GIVEN REQUEST:
Show, copied in full, each of the lines below that contains the word "open". Case counts when matching.

AVAILABLE DATA:
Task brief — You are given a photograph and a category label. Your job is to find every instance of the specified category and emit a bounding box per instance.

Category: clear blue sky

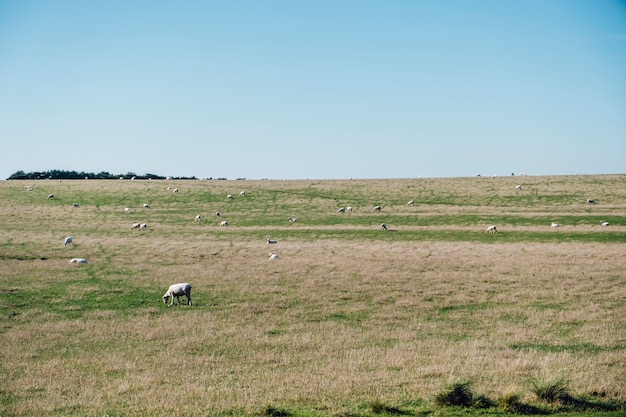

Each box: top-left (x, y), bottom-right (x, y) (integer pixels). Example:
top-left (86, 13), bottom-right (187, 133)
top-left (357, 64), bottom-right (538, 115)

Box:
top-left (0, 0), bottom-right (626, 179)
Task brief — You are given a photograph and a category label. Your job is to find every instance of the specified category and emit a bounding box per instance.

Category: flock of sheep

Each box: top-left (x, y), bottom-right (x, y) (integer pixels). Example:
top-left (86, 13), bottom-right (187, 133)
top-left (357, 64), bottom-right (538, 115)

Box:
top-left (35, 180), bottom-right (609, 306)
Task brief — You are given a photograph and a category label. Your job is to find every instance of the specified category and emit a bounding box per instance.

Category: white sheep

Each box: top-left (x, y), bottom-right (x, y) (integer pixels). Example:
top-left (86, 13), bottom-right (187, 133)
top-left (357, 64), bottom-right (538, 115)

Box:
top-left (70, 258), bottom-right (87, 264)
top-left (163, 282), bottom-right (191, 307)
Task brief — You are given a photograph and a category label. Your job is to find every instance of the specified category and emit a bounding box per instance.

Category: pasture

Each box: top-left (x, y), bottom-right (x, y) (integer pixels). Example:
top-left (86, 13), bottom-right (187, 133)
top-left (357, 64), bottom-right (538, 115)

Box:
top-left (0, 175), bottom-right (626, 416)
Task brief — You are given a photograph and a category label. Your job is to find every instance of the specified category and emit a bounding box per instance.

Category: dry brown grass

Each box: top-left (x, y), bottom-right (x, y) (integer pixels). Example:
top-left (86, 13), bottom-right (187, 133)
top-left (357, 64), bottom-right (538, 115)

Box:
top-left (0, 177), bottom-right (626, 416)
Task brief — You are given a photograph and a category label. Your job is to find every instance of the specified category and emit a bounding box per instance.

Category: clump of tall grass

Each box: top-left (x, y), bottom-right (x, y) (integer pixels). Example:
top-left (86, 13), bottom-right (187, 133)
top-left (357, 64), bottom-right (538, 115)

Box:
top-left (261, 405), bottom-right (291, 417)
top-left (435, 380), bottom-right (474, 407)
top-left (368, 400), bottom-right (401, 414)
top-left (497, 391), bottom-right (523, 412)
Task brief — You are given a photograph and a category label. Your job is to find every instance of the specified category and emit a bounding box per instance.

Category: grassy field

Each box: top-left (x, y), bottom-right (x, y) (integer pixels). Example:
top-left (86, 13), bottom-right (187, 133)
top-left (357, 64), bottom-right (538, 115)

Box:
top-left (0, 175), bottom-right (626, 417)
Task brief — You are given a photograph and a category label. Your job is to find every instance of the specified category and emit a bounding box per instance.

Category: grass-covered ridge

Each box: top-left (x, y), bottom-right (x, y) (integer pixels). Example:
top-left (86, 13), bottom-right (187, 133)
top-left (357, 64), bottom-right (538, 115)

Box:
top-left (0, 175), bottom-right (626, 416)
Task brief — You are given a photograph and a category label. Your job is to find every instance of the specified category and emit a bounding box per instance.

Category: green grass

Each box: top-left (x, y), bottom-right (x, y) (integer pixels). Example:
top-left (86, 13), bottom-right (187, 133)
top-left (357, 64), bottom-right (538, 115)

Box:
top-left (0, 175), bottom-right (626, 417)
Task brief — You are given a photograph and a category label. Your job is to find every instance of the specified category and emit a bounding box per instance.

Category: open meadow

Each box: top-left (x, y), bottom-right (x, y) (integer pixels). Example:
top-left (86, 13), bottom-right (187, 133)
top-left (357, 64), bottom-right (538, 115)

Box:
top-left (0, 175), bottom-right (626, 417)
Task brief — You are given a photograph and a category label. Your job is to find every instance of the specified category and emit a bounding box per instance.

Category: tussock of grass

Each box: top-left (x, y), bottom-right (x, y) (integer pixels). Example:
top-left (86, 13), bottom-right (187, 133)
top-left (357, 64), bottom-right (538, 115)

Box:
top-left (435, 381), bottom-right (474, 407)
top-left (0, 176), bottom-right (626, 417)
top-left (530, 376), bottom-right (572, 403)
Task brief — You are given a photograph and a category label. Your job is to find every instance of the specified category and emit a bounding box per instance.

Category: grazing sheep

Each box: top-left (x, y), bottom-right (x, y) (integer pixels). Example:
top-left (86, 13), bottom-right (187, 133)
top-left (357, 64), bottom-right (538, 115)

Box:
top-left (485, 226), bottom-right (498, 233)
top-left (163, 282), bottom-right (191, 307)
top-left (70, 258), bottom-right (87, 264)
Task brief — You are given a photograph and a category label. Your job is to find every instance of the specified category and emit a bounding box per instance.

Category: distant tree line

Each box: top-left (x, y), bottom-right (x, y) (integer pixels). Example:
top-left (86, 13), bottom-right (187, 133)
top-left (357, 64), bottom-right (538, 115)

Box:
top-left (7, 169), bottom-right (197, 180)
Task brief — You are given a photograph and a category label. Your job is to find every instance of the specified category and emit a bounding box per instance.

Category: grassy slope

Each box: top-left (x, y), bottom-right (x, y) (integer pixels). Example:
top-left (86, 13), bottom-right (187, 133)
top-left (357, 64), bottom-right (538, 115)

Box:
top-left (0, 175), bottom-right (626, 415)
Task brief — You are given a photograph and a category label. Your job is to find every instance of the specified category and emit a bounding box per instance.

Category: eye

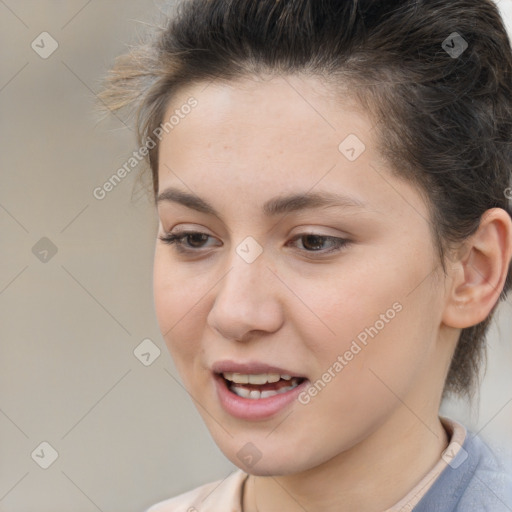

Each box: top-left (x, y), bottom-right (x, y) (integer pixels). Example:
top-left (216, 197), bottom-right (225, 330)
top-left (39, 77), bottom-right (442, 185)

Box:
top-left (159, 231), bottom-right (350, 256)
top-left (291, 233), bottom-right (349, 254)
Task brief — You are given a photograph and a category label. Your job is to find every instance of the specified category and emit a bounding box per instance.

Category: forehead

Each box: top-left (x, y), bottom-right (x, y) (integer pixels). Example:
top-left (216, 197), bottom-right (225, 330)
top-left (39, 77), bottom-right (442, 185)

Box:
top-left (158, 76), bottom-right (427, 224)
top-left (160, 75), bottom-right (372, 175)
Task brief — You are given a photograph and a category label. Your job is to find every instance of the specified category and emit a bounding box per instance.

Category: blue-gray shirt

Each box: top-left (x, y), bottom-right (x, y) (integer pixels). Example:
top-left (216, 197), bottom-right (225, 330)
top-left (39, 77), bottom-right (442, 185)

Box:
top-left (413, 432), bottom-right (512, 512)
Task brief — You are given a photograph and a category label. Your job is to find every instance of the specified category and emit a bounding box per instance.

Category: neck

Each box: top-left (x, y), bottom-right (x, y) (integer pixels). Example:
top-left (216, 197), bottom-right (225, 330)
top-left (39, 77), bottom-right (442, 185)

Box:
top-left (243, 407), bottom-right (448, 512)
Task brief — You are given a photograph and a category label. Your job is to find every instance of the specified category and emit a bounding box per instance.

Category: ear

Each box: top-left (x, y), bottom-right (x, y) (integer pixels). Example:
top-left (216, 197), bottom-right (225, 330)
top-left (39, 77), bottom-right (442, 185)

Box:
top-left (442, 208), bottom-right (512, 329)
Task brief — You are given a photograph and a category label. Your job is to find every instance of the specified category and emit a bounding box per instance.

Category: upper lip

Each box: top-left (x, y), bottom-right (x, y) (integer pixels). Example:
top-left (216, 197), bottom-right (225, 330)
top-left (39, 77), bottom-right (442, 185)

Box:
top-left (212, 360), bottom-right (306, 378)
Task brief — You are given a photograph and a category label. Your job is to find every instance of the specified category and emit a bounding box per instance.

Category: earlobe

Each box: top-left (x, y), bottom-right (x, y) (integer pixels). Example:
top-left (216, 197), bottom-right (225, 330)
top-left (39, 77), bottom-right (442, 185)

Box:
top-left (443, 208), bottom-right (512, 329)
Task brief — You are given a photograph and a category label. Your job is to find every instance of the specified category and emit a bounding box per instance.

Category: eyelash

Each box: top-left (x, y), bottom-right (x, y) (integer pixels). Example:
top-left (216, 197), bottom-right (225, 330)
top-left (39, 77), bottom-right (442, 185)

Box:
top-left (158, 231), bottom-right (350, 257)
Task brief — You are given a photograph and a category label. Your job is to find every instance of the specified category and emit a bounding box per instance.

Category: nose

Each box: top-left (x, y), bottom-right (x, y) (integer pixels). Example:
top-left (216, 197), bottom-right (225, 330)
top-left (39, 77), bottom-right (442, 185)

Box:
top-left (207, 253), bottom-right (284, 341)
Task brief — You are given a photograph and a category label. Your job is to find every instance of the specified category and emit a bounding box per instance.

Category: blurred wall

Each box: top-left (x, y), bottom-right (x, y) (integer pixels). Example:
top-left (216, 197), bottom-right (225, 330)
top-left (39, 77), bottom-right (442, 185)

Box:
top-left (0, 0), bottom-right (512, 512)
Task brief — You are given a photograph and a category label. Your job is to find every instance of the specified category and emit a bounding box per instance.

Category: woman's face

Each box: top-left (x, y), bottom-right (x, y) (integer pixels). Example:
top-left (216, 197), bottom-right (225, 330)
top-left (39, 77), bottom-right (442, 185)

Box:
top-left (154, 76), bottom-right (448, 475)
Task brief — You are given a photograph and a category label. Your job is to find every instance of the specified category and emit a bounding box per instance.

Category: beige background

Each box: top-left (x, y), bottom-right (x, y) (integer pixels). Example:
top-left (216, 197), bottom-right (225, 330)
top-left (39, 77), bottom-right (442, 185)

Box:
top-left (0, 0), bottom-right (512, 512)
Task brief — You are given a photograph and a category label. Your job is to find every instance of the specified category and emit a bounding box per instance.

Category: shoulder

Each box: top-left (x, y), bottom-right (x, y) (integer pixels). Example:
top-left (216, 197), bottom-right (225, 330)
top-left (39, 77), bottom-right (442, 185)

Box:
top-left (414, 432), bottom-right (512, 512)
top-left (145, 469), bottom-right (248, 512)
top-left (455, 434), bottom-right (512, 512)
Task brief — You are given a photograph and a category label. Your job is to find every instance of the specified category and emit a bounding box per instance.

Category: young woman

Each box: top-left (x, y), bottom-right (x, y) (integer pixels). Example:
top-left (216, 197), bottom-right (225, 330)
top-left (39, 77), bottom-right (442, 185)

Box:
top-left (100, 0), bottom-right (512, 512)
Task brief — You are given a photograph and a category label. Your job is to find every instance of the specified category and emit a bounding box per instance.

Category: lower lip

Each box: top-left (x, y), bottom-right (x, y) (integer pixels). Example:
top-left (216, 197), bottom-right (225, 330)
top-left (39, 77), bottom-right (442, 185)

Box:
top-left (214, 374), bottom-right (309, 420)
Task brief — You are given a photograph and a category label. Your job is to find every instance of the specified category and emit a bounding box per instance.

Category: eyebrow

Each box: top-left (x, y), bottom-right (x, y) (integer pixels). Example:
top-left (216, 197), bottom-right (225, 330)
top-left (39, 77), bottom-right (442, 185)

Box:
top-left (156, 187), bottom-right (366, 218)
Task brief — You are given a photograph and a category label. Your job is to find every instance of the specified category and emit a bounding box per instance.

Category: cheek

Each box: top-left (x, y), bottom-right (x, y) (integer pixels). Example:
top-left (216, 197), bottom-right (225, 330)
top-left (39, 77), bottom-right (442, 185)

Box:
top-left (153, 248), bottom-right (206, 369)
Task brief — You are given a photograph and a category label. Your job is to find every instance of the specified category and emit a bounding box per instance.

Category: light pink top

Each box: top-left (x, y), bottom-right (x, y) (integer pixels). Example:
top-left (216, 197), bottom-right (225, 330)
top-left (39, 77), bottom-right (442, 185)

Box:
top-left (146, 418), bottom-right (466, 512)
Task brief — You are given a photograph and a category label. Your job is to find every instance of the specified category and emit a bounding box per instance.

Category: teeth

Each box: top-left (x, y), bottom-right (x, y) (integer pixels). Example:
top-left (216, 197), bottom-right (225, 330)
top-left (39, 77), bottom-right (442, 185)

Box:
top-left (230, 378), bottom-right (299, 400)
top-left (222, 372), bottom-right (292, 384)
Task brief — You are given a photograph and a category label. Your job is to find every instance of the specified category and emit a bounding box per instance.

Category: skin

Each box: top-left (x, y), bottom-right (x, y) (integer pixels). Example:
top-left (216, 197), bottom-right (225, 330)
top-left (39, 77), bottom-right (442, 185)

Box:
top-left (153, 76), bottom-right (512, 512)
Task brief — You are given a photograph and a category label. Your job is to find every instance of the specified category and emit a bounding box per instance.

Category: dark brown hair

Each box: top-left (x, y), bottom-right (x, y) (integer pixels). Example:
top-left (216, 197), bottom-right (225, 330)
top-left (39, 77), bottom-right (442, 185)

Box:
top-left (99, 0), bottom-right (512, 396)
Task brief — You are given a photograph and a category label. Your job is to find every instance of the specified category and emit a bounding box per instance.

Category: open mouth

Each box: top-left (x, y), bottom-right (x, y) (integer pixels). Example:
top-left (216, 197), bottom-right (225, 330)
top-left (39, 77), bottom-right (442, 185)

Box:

FINISHED ANSWER:
Category: open meadow
Category: open mouth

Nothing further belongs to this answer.